= BRIEF =
Below are the records; copy exactly the stretch from the line containing "of the lace" through the line containing "Query: fingernail", both ends included, and nothing else.

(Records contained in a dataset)
'''

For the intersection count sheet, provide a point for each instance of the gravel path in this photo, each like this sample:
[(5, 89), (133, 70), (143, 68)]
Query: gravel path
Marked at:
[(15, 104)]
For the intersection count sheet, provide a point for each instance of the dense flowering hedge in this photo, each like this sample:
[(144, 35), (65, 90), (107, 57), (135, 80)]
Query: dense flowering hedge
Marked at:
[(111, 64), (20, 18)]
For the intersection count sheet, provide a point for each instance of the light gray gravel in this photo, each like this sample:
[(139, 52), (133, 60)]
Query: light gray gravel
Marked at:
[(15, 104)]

'''
'''

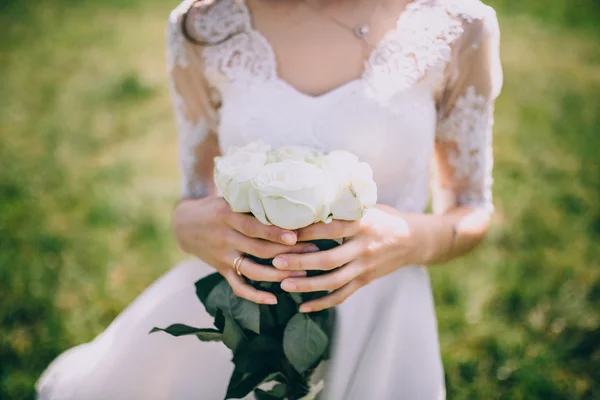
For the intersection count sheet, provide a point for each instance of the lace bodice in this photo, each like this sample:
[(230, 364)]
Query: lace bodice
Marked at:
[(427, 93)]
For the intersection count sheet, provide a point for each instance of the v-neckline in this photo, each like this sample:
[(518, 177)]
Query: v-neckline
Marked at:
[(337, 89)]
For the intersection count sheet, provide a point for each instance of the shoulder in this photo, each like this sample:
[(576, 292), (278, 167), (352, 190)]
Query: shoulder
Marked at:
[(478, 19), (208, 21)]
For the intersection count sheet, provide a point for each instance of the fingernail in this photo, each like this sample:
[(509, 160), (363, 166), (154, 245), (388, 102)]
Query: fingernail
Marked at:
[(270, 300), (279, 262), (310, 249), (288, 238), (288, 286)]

'''

= SOLUTION FOR THIS EXERCISE =
For the intersection count sheet, provide a point for each instance of the lace bodice in this photo, each like this sample:
[(230, 364)]
Query: lace bodice
Marked at:
[(427, 93)]
For the intersection count sheet, provide a point for each instance of the v-neckline in this photo, each like this sample:
[(518, 177)]
Query: v-neckline
Marked at:
[(337, 89)]
For the intersection count sheet, provide a point for each instance of the shoulder in this photo, each like this sample:
[(576, 292), (278, 167), (352, 190)]
Query: shoulder
Marked at:
[(478, 19), (208, 21)]
For the intersection count sheet, provide a point for each instance of the fingernail in this photo, each like this sample:
[(509, 160), (363, 166), (154, 245), (388, 102)]
Query: fingernail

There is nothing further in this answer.